### [Stored data entries]
-- Opening Marker --

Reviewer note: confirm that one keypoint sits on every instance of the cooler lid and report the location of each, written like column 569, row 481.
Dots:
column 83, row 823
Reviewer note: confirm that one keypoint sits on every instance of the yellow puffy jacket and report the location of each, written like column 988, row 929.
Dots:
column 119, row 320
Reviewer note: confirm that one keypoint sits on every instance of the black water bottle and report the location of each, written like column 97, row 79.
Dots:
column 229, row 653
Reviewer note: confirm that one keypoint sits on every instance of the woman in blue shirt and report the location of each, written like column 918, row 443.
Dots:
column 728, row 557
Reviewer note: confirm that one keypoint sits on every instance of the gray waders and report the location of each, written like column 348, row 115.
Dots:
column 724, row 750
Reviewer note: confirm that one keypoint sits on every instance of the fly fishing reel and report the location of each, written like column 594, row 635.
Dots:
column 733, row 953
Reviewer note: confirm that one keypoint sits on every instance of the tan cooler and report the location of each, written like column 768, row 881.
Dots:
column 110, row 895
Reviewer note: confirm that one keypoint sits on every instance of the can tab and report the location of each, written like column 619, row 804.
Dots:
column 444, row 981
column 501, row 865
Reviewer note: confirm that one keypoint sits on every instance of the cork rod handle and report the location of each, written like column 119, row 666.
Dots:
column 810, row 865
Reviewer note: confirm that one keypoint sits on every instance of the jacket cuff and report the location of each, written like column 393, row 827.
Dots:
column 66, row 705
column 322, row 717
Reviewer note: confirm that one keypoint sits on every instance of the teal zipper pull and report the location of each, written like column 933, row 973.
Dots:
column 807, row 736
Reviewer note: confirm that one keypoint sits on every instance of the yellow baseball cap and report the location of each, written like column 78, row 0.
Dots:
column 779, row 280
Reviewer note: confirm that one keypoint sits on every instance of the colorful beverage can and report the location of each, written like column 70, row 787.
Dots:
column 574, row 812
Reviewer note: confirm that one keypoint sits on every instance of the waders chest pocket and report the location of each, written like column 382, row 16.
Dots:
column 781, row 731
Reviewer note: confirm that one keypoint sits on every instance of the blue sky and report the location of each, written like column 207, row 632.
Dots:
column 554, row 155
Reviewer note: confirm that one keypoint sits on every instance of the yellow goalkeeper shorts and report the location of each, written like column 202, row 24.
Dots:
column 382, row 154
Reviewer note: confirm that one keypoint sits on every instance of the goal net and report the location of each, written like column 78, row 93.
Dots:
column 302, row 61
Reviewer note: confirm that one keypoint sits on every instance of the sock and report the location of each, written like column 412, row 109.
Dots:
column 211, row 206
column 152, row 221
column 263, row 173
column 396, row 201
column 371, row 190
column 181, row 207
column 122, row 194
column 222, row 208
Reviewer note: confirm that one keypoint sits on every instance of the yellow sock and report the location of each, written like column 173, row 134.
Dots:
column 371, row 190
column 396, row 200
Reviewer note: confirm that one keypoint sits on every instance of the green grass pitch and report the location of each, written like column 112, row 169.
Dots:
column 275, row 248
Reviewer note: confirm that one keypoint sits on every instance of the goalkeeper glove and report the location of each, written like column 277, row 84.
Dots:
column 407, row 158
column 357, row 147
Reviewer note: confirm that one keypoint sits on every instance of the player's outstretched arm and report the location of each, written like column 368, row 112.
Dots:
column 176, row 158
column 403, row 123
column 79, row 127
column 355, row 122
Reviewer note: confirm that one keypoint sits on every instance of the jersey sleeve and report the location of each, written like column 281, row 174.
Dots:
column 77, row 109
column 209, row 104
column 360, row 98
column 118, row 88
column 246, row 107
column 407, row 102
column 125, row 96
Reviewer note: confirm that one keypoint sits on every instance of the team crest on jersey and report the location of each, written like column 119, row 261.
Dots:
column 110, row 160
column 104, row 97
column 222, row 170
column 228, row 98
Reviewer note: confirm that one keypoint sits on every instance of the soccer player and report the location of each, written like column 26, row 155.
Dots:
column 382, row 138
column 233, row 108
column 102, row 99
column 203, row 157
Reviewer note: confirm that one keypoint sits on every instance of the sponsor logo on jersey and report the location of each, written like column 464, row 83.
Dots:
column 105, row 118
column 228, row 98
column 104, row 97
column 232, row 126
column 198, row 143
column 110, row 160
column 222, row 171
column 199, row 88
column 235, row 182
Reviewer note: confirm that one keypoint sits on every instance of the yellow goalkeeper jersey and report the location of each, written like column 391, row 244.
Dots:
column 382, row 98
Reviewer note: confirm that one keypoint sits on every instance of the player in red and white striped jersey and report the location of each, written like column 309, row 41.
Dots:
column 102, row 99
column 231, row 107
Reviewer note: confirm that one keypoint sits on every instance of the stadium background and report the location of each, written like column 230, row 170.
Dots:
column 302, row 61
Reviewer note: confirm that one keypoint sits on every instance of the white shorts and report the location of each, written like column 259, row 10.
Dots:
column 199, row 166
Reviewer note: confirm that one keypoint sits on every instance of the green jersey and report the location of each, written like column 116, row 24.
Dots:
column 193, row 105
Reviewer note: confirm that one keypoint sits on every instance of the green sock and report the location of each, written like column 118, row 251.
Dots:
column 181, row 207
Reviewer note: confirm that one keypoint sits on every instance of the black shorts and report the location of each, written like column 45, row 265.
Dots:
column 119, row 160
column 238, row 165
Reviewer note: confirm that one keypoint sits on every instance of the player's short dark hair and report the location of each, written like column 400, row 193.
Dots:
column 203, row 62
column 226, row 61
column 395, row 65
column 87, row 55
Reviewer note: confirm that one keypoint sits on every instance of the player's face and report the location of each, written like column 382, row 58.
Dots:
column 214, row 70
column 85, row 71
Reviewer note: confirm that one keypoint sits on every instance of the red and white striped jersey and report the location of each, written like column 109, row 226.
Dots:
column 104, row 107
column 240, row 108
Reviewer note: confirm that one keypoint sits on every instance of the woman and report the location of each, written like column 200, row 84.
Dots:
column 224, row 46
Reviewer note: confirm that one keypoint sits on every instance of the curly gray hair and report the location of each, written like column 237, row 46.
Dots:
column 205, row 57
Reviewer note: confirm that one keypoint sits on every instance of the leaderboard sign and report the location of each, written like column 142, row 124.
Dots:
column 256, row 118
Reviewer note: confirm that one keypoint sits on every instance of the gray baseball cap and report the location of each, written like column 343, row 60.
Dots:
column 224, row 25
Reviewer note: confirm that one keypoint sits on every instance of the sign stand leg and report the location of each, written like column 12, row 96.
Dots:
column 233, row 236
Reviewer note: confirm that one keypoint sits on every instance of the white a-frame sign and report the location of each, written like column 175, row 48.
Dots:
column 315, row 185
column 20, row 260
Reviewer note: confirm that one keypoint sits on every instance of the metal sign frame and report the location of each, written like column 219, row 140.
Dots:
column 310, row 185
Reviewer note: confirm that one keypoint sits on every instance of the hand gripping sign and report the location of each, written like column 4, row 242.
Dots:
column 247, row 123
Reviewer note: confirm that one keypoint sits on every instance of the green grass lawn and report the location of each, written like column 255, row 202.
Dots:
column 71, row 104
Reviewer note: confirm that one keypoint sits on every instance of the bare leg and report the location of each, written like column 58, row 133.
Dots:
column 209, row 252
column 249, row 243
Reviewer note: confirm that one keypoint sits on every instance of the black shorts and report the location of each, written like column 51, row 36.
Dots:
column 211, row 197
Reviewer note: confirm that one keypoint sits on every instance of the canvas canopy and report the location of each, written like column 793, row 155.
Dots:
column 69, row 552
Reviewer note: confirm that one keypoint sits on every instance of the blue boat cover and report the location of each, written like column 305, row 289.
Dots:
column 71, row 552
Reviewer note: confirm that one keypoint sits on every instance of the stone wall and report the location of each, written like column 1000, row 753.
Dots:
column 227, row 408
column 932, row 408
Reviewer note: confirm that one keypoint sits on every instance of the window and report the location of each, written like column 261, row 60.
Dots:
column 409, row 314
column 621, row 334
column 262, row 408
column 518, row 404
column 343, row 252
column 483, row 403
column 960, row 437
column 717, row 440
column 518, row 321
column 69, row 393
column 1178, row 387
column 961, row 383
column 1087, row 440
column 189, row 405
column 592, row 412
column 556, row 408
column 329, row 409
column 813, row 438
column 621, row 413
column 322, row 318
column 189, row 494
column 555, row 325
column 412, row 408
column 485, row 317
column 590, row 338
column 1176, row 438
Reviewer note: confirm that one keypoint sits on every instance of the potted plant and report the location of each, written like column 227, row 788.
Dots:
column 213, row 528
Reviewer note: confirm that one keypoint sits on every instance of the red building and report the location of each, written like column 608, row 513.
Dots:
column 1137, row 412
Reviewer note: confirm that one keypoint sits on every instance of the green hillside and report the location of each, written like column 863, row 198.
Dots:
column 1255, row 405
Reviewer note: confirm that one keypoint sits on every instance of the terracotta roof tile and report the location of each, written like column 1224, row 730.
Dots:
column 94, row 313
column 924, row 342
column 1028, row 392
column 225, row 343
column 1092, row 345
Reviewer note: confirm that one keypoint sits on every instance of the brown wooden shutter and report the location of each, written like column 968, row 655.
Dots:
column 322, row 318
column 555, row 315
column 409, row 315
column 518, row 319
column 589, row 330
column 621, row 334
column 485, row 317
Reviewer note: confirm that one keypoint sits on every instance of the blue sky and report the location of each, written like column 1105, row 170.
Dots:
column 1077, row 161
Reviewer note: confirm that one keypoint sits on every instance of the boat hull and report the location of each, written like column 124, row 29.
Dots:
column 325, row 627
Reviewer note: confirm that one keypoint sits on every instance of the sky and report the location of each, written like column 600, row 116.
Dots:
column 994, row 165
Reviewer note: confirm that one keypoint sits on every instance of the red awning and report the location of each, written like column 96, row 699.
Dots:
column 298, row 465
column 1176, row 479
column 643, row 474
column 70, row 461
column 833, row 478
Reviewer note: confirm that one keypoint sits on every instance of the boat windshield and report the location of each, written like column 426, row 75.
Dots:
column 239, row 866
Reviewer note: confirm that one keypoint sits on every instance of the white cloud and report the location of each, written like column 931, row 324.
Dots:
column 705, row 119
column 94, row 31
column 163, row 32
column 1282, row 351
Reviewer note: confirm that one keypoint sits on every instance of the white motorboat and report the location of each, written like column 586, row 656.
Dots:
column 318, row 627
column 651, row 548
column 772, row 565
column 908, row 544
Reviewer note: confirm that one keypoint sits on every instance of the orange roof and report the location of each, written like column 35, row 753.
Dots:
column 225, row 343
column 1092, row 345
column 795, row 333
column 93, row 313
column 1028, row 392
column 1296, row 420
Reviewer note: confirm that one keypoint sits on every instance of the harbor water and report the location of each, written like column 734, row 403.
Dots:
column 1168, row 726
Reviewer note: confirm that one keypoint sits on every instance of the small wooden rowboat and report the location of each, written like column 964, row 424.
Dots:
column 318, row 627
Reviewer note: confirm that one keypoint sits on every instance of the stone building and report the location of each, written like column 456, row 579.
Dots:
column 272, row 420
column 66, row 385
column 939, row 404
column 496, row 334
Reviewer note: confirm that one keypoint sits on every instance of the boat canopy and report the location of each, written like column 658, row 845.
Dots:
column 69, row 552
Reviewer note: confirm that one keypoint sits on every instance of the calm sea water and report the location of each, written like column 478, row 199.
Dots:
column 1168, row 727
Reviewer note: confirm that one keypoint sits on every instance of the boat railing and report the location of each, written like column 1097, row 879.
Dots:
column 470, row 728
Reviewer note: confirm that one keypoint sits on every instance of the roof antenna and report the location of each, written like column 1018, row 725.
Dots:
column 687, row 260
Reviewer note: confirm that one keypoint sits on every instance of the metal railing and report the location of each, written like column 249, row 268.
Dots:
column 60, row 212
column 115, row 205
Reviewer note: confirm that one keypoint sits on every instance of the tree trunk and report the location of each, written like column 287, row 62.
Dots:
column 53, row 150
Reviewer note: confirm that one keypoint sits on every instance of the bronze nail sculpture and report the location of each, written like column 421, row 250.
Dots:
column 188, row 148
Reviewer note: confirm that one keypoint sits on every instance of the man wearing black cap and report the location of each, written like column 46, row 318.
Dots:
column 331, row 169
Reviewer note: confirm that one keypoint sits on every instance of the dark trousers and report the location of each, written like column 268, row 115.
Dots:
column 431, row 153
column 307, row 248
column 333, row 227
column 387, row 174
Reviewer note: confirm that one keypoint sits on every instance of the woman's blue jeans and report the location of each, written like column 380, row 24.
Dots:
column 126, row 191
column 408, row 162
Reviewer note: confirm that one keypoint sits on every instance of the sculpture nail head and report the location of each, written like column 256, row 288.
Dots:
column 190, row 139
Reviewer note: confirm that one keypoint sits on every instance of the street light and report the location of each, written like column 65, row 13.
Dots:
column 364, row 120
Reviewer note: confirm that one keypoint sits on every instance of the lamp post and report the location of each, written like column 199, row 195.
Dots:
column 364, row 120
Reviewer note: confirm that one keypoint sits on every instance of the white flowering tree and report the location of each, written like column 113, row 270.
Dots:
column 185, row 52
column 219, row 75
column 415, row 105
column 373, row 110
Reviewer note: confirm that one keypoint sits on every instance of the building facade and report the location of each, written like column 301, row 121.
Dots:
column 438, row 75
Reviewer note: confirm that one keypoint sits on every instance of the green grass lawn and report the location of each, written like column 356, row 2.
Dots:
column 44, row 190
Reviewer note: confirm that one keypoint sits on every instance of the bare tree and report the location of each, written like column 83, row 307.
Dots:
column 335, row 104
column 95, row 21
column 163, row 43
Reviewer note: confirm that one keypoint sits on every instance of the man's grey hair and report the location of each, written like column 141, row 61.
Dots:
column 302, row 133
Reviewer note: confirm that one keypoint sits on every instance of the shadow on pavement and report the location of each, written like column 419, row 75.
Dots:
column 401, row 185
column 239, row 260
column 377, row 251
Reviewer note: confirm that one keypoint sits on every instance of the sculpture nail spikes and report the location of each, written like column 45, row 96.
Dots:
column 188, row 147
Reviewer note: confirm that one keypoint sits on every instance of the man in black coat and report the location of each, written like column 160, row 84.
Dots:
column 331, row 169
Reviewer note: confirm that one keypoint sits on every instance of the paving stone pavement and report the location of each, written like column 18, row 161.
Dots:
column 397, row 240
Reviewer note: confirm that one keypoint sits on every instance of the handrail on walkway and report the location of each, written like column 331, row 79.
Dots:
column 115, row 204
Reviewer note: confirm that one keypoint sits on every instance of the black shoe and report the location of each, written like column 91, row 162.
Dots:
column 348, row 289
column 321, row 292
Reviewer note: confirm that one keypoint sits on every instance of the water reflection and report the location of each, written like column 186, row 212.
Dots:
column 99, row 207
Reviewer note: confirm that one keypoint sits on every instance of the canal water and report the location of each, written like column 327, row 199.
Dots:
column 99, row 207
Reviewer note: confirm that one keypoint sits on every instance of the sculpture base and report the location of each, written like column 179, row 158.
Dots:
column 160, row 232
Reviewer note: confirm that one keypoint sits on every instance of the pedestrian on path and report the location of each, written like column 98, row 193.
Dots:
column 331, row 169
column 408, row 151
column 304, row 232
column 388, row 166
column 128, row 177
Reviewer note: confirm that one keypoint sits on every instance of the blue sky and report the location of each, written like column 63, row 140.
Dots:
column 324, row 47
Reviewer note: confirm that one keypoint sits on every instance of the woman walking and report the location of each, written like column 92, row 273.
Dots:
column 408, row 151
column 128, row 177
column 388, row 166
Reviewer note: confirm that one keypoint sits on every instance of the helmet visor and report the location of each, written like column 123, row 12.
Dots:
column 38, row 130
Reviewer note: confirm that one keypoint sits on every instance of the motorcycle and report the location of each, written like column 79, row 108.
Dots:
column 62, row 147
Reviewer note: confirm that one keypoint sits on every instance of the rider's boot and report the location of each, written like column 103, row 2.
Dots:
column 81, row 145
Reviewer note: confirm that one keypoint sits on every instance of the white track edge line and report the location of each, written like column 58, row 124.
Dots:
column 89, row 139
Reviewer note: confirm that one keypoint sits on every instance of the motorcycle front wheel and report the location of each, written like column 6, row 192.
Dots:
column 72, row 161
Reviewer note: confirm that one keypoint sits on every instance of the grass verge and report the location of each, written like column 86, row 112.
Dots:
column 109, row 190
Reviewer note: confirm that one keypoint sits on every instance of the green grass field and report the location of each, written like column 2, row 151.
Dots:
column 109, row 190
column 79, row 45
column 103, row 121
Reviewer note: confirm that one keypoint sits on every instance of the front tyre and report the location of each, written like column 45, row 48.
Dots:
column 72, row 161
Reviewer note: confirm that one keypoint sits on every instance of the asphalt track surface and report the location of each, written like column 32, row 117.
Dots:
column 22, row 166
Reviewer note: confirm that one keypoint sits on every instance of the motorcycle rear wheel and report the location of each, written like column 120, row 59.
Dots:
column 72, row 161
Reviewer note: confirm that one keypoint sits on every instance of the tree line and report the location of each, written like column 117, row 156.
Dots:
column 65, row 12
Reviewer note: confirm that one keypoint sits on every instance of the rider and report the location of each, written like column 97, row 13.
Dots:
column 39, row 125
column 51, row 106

-- Closing Marker --

Wherever the word "wooden" turns up in a line of the entries above, copy that line.

Reviewer note: confirm that one keypoint sits on every instance of the brown wooden shutter and report the location of each, written like column 968, row 655.
Reviewer note: confirm that one keypoint sits on every instance of the small wooden rowboat and report the location of each, written like column 964, row 424.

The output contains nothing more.